Copy out, unchanged, every line of the entries from the one containing "One point belongs on each instance of the mountain" through the final line, including both.

>> begin Input rows

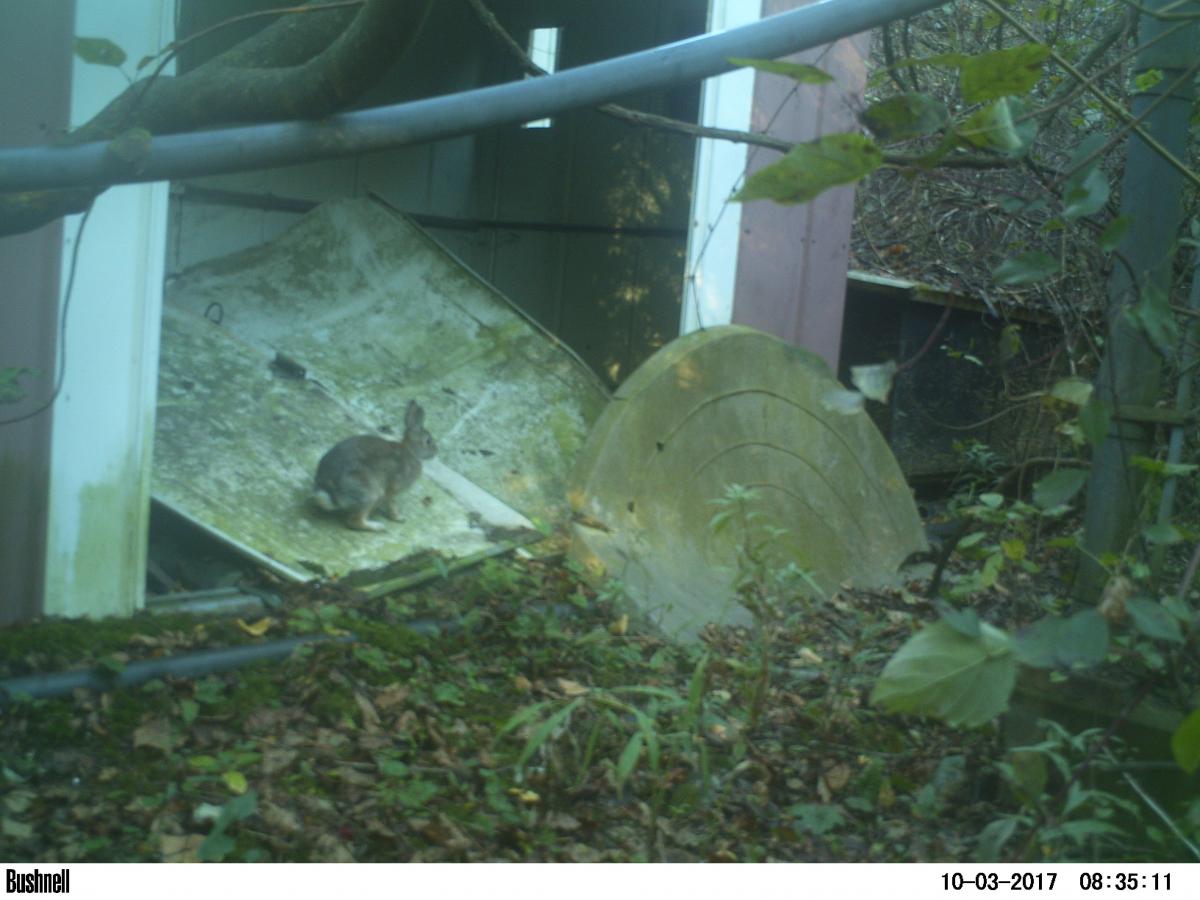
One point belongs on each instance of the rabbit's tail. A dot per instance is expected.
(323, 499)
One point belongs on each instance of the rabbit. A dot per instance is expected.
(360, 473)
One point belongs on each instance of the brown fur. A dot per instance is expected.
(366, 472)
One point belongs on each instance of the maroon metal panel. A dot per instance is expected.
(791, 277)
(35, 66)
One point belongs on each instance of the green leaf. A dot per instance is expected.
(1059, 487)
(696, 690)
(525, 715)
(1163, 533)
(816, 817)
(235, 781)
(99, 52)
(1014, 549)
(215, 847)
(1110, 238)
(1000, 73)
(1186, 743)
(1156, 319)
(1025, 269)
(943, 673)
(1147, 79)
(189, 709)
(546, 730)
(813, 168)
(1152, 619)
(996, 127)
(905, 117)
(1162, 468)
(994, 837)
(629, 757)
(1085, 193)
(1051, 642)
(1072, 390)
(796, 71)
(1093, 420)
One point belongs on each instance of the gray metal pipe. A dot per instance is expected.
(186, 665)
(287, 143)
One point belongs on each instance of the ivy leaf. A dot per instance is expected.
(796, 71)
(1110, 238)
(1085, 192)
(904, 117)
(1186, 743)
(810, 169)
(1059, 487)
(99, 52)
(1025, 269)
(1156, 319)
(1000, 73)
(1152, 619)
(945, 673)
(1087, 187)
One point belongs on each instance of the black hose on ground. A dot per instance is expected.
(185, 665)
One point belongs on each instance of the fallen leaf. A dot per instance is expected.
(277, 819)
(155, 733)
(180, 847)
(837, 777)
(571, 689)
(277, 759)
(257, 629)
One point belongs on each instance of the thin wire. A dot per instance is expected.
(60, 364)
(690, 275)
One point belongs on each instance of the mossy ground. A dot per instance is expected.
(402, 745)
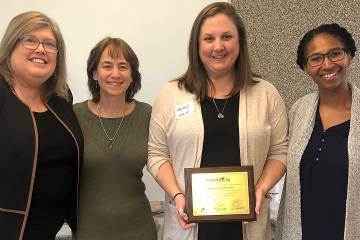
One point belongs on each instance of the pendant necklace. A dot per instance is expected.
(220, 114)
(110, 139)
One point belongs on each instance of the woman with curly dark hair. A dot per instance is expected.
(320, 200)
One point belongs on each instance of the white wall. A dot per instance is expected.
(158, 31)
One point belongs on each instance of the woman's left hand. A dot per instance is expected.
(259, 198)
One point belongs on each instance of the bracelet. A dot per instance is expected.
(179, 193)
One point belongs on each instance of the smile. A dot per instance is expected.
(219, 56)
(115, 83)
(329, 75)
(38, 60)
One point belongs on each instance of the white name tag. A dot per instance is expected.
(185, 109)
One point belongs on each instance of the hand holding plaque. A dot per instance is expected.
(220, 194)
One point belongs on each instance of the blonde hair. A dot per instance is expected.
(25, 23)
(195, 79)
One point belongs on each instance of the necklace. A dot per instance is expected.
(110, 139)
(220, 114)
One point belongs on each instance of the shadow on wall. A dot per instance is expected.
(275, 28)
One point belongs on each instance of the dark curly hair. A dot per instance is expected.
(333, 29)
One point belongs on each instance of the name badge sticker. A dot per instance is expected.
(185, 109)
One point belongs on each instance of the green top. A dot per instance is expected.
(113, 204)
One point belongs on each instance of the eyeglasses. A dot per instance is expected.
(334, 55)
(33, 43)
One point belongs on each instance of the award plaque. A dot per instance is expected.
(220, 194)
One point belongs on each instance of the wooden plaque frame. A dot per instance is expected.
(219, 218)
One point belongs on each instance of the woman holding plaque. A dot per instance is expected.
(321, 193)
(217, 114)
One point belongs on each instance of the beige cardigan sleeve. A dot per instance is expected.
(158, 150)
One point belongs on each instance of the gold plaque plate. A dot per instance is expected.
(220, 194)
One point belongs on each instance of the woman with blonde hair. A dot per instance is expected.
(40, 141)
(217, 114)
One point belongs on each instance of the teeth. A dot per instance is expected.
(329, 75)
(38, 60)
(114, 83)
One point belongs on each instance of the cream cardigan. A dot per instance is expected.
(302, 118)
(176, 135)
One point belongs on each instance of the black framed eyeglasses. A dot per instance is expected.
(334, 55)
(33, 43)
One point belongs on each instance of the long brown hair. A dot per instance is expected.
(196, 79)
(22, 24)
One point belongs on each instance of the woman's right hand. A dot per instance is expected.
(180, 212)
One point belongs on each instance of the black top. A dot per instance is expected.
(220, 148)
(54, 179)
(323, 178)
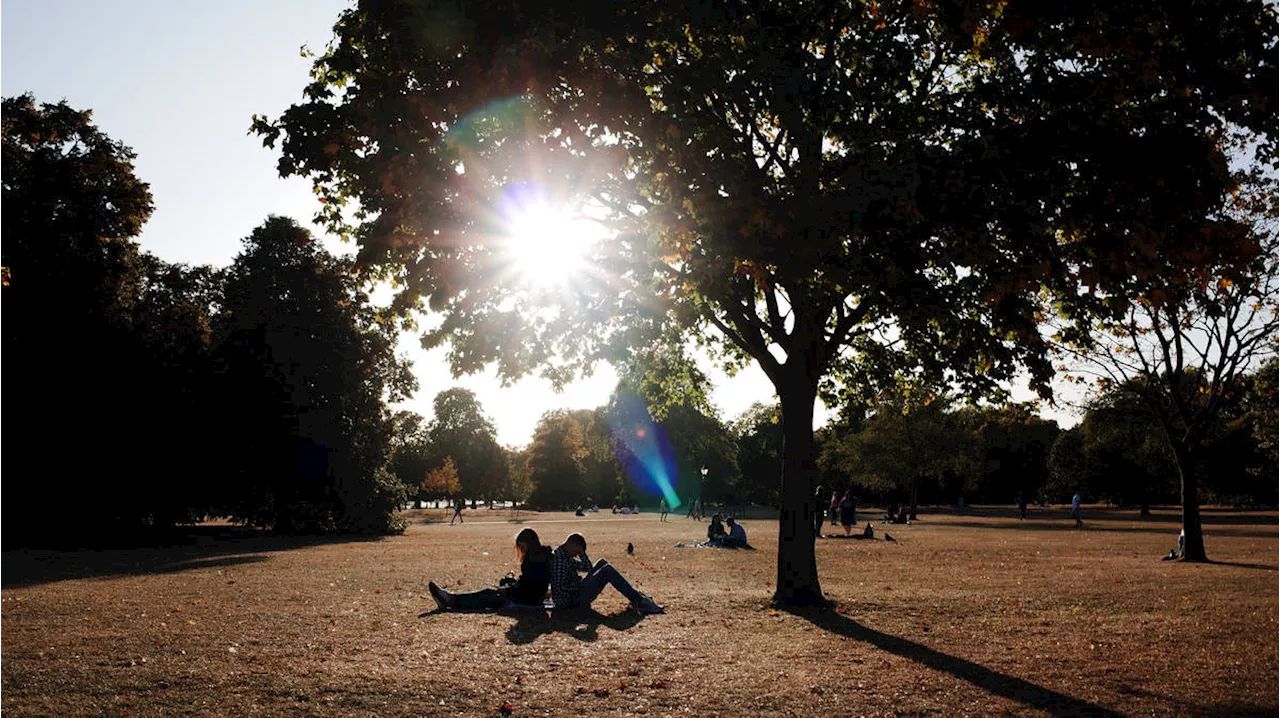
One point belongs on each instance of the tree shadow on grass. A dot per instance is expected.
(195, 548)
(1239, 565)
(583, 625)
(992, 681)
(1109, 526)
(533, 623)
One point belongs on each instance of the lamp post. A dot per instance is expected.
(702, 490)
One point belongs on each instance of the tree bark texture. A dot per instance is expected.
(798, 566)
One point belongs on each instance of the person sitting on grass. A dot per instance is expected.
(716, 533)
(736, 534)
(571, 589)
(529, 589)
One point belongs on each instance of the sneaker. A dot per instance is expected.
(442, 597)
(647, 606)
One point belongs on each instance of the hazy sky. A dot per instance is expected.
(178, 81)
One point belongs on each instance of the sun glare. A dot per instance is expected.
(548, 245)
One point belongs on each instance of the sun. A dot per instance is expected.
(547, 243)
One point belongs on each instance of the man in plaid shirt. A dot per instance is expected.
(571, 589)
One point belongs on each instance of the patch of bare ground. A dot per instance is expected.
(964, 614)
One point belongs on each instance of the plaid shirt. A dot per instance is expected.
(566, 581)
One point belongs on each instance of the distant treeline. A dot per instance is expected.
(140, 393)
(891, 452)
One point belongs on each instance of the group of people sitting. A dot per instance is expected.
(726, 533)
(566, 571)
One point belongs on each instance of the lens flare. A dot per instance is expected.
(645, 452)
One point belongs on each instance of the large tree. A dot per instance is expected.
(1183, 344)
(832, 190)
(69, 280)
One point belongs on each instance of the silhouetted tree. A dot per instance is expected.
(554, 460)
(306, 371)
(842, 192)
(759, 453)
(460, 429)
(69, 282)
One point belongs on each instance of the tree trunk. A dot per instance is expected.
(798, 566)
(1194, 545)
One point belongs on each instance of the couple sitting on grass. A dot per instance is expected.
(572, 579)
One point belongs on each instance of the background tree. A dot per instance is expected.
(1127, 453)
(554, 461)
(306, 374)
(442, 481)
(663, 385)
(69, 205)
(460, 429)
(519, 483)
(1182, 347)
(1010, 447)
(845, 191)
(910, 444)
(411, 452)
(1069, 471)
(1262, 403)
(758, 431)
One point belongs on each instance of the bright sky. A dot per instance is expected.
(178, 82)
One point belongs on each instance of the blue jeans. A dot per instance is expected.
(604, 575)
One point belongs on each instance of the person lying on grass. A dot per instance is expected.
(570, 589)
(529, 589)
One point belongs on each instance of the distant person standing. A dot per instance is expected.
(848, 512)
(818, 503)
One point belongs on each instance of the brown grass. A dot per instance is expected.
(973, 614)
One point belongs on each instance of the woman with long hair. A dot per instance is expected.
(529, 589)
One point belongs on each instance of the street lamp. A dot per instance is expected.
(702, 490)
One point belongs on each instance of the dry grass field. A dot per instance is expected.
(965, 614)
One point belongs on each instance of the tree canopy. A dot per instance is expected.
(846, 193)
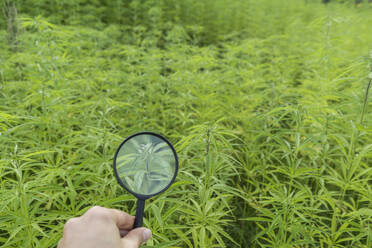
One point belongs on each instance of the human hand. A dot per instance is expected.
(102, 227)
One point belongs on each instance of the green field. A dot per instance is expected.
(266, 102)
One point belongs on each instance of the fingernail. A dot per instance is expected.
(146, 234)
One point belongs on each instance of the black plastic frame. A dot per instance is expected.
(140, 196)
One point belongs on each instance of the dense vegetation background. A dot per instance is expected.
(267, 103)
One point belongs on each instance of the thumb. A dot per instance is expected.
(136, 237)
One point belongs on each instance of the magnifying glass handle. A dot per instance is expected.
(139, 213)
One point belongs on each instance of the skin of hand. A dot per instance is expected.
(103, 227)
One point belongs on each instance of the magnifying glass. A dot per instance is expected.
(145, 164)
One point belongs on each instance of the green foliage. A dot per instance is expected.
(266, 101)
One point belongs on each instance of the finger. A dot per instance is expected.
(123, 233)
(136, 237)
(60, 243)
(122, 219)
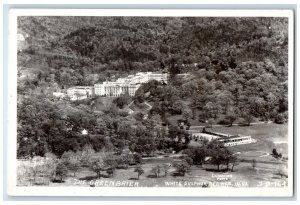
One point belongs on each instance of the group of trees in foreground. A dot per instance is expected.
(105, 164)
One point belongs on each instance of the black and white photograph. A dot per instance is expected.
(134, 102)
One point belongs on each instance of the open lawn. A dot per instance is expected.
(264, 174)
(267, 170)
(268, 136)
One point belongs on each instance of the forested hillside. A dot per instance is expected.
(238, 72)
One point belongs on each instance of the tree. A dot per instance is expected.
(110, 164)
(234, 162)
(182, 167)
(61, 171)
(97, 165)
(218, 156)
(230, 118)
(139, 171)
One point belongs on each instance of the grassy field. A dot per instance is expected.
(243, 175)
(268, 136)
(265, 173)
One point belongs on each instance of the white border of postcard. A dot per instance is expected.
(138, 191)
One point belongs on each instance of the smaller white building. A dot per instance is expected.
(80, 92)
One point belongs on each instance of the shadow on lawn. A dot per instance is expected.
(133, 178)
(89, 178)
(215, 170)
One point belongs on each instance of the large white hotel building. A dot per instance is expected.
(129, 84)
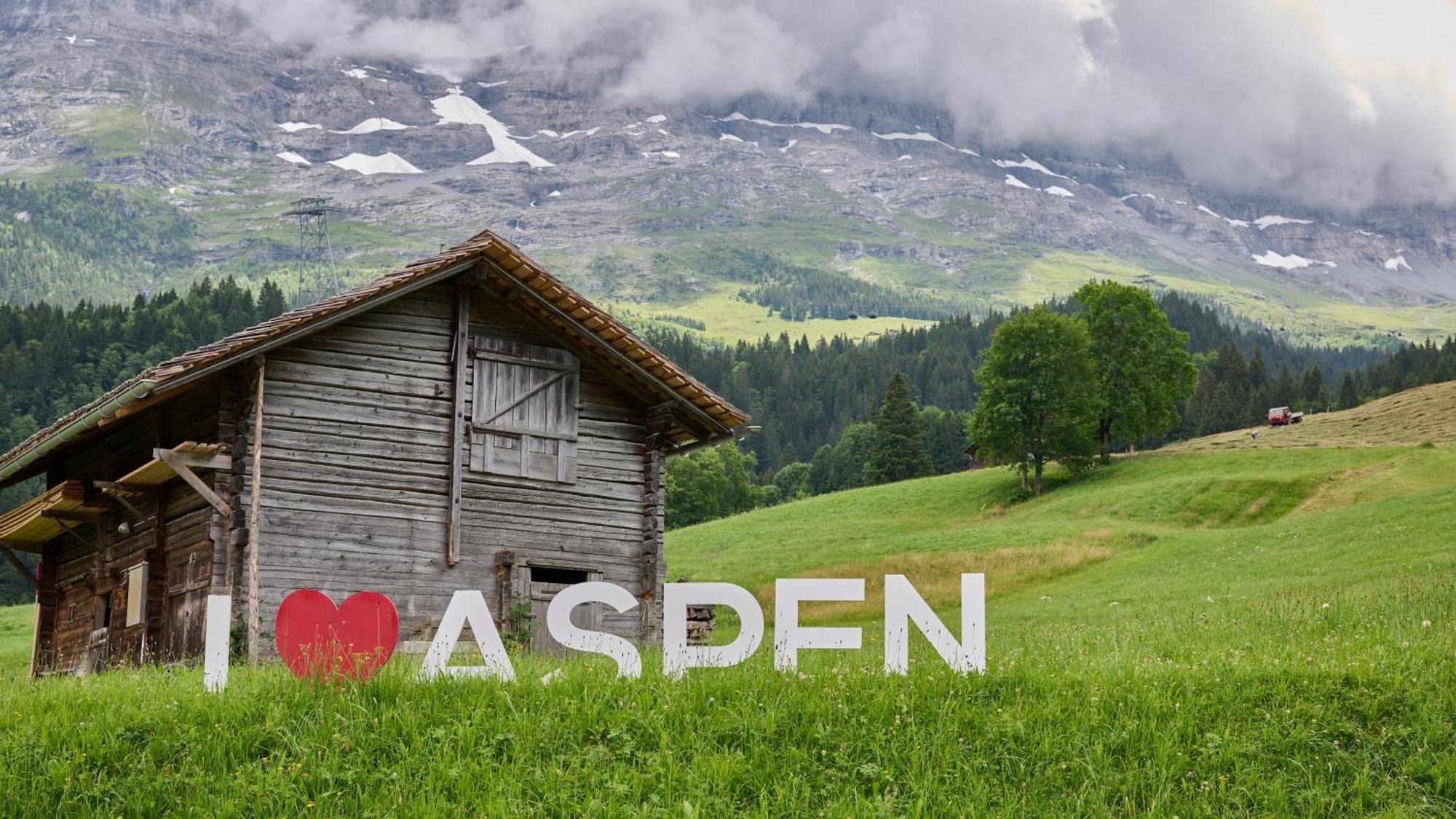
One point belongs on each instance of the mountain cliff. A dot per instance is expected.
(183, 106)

>> end Input rows

■ **The result**:
One point belongs on each instance of the mountain cliff. A dot per instance is expected.
(183, 106)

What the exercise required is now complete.